◆ **ABOUT THIS TASK**
Everything from the line containing "Target: white background" through the last line of the data below is to be retyped exactly, apart from the pictures.

◆ **RECORDED DATA**
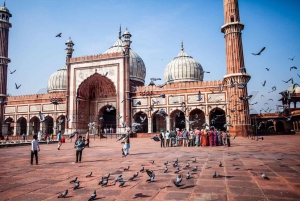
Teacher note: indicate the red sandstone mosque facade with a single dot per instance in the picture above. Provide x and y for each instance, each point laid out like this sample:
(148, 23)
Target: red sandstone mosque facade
(111, 86)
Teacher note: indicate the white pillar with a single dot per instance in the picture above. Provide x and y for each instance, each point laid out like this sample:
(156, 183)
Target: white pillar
(149, 125)
(168, 123)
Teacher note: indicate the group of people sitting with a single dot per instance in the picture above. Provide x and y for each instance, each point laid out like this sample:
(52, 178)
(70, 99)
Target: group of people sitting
(193, 137)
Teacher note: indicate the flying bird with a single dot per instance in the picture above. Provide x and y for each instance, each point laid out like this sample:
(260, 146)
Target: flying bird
(17, 86)
(63, 195)
(58, 35)
(257, 54)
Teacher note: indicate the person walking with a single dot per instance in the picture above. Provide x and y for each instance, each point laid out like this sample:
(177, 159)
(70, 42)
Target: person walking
(59, 140)
(34, 150)
(79, 144)
(162, 138)
(87, 137)
(167, 139)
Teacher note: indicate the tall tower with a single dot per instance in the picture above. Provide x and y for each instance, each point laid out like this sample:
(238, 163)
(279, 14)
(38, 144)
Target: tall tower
(69, 49)
(127, 43)
(236, 78)
(4, 60)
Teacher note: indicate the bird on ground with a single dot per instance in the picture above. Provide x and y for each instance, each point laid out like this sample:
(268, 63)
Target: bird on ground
(151, 175)
(17, 86)
(166, 169)
(105, 74)
(188, 176)
(74, 180)
(178, 180)
(76, 185)
(11, 72)
(42, 117)
(264, 176)
(199, 96)
(58, 35)
(291, 58)
(215, 175)
(177, 170)
(257, 54)
(93, 196)
(143, 119)
(63, 195)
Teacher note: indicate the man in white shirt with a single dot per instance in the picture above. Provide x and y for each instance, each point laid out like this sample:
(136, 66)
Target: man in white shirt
(34, 149)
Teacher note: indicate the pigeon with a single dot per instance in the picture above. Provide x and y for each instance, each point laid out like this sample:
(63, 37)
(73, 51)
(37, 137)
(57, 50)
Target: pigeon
(100, 181)
(76, 185)
(17, 86)
(166, 169)
(89, 175)
(42, 117)
(151, 175)
(178, 180)
(215, 175)
(188, 176)
(264, 176)
(74, 180)
(142, 170)
(93, 196)
(177, 170)
(257, 54)
(11, 72)
(63, 195)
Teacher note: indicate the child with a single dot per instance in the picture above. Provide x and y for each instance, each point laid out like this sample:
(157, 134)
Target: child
(34, 149)
(79, 144)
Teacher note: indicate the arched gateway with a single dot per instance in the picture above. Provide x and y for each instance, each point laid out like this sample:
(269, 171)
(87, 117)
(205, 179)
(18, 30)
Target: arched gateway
(92, 94)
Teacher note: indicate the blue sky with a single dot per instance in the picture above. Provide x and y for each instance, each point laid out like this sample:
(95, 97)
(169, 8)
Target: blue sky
(157, 28)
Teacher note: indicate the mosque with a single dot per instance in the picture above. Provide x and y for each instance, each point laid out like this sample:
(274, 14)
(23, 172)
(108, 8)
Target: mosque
(108, 90)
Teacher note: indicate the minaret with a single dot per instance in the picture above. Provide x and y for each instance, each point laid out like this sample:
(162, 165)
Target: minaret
(127, 43)
(4, 60)
(235, 71)
(69, 49)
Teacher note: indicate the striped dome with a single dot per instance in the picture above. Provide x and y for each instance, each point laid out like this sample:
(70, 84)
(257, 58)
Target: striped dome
(183, 68)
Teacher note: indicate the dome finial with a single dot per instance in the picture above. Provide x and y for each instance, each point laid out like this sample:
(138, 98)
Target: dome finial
(120, 31)
(182, 46)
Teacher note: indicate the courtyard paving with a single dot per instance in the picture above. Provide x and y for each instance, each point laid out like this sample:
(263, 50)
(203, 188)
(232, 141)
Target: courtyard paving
(239, 178)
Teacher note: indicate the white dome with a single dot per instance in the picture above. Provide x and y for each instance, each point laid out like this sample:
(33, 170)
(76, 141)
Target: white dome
(57, 82)
(183, 68)
(137, 65)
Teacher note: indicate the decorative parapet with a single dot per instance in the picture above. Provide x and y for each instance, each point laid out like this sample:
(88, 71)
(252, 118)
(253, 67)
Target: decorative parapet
(96, 57)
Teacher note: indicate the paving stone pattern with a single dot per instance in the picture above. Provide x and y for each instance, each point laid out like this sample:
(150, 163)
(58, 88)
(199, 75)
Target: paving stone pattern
(239, 178)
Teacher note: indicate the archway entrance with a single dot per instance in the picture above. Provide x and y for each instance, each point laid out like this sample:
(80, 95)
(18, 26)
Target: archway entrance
(109, 123)
(35, 123)
(158, 122)
(217, 118)
(141, 117)
(21, 126)
(279, 127)
(198, 116)
(177, 119)
(90, 92)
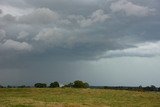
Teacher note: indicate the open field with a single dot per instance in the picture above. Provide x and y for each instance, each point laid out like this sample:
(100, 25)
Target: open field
(66, 97)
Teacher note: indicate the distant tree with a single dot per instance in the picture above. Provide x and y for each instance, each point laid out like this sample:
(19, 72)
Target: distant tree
(40, 85)
(54, 84)
(1, 86)
(86, 85)
(22, 86)
(9, 86)
(69, 85)
(80, 84)
(153, 88)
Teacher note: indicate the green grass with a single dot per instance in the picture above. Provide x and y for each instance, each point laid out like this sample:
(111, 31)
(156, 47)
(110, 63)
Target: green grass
(66, 97)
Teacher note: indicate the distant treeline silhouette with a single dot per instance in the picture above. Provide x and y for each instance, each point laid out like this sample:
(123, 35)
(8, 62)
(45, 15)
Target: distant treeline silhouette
(81, 84)
(139, 88)
(75, 84)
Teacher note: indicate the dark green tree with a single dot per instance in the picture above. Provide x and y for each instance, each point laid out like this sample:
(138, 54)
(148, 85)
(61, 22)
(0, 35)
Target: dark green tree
(80, 84)
(69, 85)
(40, 85)
(54, 84)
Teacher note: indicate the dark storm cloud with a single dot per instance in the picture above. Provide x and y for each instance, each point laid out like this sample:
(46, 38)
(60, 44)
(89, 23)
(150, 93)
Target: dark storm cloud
(37, 34)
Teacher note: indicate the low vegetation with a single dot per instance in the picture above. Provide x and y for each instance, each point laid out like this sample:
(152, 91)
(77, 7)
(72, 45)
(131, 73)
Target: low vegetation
(76, 97)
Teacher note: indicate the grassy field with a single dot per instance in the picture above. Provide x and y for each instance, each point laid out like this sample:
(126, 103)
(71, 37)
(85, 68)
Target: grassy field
(59, 97)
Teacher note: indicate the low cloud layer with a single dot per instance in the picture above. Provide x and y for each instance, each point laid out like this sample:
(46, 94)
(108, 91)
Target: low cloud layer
(60, 30)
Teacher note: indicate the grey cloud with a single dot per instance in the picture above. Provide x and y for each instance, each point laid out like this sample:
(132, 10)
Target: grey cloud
(15, 45)
(1, 11)
(97, 16)
(148, 49)
(130, 9)
(2, 34)
(39, 16)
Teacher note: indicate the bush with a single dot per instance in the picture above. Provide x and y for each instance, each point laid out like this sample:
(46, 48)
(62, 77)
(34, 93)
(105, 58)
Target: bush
(54, 84)
(80, 84)
(40, 85)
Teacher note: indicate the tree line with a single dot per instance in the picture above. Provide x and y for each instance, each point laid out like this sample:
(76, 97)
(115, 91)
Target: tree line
(81, 84)
(75, 84)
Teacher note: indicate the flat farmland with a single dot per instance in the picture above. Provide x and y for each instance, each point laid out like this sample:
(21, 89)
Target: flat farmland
(71, 97)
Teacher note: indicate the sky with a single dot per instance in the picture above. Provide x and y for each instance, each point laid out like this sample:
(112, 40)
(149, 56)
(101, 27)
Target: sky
(102, 42)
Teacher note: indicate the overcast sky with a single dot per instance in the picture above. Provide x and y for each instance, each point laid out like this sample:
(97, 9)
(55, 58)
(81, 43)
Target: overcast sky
(102, 42)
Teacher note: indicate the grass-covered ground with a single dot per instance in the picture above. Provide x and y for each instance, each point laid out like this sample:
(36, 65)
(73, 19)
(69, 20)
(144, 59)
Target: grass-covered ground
(66, 97)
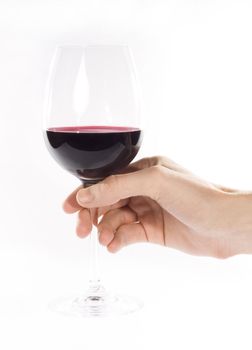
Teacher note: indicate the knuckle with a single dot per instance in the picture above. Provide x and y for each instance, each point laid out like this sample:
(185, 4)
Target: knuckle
(156, 160)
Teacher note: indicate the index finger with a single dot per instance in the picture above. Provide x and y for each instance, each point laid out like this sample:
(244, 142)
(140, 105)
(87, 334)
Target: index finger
(70, 205)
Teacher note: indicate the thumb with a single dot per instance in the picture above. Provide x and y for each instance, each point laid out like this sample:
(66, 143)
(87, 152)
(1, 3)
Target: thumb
(116, 187)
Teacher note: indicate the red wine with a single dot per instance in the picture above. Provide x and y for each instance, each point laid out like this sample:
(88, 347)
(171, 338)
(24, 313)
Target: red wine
(93, 152)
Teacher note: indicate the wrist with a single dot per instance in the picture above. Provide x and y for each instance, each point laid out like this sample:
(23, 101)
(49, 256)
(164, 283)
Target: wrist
(238, 220)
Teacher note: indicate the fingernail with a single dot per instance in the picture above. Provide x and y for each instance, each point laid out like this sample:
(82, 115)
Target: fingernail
(84, 197)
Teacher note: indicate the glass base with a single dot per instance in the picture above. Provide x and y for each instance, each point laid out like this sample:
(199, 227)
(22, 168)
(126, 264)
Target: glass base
(96, 302)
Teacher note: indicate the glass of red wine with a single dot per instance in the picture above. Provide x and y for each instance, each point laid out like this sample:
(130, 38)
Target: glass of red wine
(92, 129)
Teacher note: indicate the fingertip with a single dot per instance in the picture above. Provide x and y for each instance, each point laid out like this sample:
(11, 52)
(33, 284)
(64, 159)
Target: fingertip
(67, 208)
(82, 231)
(113, 248)
(105, 236)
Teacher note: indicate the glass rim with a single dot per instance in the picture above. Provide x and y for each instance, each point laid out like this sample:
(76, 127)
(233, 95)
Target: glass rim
(70, 46)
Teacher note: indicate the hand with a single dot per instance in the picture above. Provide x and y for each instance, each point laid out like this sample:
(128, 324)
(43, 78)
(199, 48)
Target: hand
(160, 202)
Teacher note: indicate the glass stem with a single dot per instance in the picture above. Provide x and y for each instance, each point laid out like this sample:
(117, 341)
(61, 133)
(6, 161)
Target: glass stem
(94, 260)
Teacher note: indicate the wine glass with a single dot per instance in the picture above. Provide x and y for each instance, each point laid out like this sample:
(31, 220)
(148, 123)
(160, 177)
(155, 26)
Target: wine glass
(92, 129)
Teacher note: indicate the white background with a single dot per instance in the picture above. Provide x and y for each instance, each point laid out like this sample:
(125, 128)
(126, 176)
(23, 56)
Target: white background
(194, 62)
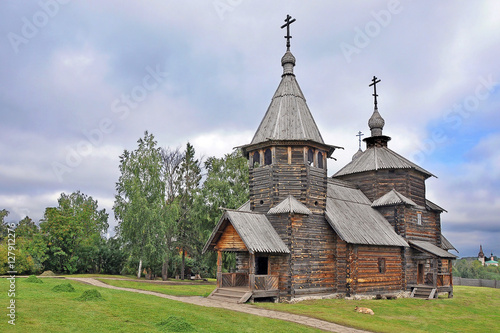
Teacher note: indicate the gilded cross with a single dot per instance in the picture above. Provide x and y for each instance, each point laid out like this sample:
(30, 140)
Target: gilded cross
(359, 135)
(287, 25)
(374, 84)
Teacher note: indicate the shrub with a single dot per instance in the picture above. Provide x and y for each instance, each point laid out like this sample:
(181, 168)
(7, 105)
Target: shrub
(64, 287)
(33, 279)
(90, 295)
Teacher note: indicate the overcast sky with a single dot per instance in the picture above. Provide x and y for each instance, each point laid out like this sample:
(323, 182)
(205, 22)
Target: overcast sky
(82, 80)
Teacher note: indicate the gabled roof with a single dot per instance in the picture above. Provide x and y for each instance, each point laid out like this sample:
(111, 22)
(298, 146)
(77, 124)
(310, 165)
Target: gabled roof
(254, 229)
(393, 198)
(446, 244)
(432, 206)
(350, 214)
(431, 249)
(379, 158)
(245, 207)
(290, 206)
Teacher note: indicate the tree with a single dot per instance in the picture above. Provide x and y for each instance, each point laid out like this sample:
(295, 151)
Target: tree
(75, 223)
(172, 159)
(140, 200)
(226, 185)
(188, 182)
(3, 224)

◆ **RESPONSE TO THIS EXERCISE**
Target: white background
(194, 62)
Teacher note: indicate the gilded cross with a single dot per instance in the picture above. Provide x and y for each instance, each point laid out like this sample:
(30, 140)
Target: gilded cross
(359, 135)
(287, 25)
(374, 84)
Teacher note: indicate the shrub with a single dot per instance in the picture above. Provide x and y for each instance, each point laid out like this sample:
(181, 168)
(7, 105)
Target: shrub
(64, 287)
(33, 279)
(90, 295)
Teacher note: indicate the overcast sky with a single dot per instance in the picture above. Provide x and y for each instance, each point laid out like this sample:
(323, 182)
(205, 22)
Target: overcast sky
(82, 80)
Teacher note: indicate the gabled roof with a single dot per instance in the picture above. Provide x and y for each instance, each point laid out like this sample:
(111, 22)
(298, 146)
(77, 124)
(310, 165)
Target: gabled roof
(254, 229)
(393, 198)
(446, 244)
(432, 206)
(350, 214)
(431, 249)
(379, 158)
(245, 207)
(290, 206)
Teacher note: indicate the tree with a single dot per instance in the picture above. Provide x and y for each instance, each point laid out like this sample:
(295, 151)
Target: tree
(75, 223)
(172, 159)
(140, 200)
(226, 185)
(188, 182)
(3, 224)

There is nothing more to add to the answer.